▶ **Problem description**
Print the lines of the records verbatim, beginning at the start of the records and stopping after the line that contains "List the outlines of the flowing".

▶ **Shape labeling records**
.....
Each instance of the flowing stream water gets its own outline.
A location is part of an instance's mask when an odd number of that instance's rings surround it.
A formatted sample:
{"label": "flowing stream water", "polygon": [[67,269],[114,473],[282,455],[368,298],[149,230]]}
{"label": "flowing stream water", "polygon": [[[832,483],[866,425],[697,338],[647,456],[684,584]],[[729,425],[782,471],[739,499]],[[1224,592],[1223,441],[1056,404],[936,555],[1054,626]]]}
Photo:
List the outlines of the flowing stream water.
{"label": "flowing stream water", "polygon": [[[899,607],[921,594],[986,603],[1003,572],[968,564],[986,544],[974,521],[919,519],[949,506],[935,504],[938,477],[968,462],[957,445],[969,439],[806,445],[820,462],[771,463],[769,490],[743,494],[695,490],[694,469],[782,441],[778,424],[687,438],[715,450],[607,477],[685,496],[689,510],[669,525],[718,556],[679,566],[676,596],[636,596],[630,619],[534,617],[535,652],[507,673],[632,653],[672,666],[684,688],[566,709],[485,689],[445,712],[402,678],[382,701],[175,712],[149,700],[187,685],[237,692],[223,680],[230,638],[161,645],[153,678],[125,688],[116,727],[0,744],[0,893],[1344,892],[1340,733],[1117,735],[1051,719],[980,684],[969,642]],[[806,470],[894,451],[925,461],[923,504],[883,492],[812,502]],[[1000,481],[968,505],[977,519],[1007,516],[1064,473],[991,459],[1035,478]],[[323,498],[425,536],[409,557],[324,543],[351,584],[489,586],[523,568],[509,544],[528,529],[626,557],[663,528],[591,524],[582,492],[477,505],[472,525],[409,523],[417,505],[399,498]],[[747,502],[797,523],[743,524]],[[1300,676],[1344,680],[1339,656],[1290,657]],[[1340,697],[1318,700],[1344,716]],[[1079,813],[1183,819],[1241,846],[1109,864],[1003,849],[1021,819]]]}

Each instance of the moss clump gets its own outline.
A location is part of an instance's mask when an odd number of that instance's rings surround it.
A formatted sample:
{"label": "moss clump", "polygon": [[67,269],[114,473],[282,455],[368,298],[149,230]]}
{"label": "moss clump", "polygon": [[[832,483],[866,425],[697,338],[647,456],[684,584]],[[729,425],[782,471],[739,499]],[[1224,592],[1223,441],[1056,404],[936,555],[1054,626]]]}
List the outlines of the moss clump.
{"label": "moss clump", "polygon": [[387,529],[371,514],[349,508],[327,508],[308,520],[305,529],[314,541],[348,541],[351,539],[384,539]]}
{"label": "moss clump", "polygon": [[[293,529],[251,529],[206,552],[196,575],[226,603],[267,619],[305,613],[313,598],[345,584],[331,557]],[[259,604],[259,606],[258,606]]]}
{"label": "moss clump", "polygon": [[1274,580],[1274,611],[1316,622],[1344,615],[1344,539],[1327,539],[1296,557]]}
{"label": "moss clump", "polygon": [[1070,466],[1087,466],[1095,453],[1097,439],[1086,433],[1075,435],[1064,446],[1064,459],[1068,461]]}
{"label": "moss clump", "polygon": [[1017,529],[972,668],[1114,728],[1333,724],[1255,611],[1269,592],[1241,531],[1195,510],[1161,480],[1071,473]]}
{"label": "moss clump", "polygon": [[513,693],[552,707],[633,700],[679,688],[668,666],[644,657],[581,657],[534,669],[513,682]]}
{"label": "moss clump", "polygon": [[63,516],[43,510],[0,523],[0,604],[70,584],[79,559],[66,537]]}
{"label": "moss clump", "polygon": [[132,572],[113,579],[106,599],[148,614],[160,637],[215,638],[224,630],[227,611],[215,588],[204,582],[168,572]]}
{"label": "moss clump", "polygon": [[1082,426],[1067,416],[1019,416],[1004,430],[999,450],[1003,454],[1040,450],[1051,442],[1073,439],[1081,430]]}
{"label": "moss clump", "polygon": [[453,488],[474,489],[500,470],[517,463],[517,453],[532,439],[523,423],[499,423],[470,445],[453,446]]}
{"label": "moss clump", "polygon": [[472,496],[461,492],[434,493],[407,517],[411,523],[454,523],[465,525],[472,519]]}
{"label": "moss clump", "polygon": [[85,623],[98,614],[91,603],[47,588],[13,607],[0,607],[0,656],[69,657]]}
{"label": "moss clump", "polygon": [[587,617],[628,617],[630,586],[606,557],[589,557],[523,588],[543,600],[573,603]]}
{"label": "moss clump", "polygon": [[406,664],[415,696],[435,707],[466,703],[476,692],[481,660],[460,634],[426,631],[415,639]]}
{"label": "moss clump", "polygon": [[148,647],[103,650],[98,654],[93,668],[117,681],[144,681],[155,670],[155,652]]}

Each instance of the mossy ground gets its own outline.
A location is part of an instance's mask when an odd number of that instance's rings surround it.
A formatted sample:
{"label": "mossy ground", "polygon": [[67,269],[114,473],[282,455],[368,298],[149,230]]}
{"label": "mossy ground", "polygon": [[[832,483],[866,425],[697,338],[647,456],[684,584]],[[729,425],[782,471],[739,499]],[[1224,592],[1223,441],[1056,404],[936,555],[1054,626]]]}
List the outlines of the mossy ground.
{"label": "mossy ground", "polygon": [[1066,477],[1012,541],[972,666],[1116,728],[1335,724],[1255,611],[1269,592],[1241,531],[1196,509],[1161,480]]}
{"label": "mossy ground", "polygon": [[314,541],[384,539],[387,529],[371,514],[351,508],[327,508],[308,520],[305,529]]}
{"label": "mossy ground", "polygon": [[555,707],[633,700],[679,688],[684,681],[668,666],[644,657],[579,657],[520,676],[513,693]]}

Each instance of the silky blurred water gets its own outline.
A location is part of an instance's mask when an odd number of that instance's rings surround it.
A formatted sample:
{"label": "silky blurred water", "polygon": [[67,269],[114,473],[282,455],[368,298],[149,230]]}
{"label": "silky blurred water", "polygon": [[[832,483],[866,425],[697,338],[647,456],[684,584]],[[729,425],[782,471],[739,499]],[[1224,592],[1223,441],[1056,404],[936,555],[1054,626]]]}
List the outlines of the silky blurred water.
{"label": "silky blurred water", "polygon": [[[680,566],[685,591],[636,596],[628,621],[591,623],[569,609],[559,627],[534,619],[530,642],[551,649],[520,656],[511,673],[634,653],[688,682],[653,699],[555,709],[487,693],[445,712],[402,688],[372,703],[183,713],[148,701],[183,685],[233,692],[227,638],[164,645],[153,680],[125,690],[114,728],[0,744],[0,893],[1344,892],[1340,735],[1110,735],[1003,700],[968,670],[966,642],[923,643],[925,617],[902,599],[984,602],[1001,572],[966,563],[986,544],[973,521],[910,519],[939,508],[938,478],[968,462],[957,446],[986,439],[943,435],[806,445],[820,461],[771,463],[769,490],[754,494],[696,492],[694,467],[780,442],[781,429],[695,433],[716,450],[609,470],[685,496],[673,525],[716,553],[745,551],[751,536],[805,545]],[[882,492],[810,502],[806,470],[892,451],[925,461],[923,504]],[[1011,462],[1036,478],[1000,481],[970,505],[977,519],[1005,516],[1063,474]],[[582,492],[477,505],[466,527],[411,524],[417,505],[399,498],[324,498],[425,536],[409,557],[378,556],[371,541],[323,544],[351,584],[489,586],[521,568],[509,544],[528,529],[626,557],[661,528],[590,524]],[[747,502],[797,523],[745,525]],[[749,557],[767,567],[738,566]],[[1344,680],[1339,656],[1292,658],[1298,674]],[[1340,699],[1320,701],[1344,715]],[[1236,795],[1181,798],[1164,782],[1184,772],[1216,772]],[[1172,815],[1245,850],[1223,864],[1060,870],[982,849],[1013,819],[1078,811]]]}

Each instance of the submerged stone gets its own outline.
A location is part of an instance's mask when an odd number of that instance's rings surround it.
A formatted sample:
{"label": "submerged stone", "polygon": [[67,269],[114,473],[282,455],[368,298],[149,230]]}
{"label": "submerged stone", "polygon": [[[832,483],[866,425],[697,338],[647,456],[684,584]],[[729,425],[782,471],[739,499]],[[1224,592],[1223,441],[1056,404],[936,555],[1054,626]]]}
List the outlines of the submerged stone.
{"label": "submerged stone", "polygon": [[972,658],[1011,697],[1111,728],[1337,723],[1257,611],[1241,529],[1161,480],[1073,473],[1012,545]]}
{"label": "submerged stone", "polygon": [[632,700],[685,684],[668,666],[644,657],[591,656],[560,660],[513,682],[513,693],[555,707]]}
.....
▶ **Answer to the task**
Each instance of the flowing stream water gets its own outline.
A location is part of an instance's mask when an odd number of that instance's rings surround it.
A formatted sample:
{"label": "flowing stream water", "polygon": [[67,269],[114,473],[282,455],[368,298],[149,230]]}
{"label": "flowing stream water", "polygon": [[[832,483],[866,425],[697,338],[647,456],[684,584]],[[729,425],[782,471],[739,499]],[[1224,592],[1223,441],[1056,404],[936,555],[1054,626]]]}
Photo:
List the outlines of the flowing stream water.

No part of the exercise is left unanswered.